**AUFGABE**
Addiere 13 zu jeder Zahl in den Koordinaten der Antworten aller folgenden Einträge und gib dabei sämtliche Zeilen samt Anfragen erneut wieder, wobei die Zahlen in den Anfragen und ihren Formatbeispielen unverändert bleiben. Lass die Bilder in deiner Ausgabe weg.

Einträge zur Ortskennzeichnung
———

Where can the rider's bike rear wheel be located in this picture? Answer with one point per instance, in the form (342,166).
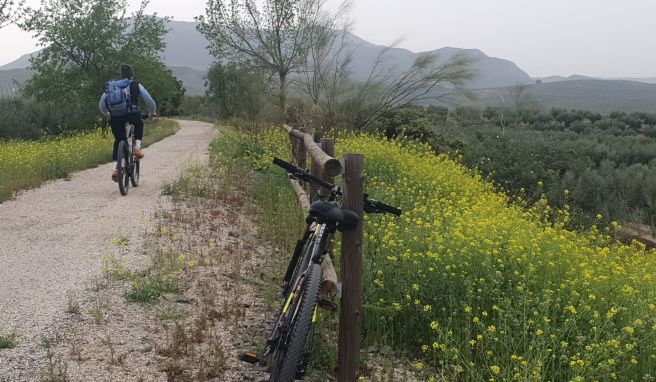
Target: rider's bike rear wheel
(123,168)
(134,178)
(291,351)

———

**ERGEBNIS DER AUFGABE**
Where can the rider's bike rear wheel be located in this picture? Answer with one point per instance, in the form (342,166).
Target: rider's bike rear wheel
(136,181)
(147,191)
(304,364)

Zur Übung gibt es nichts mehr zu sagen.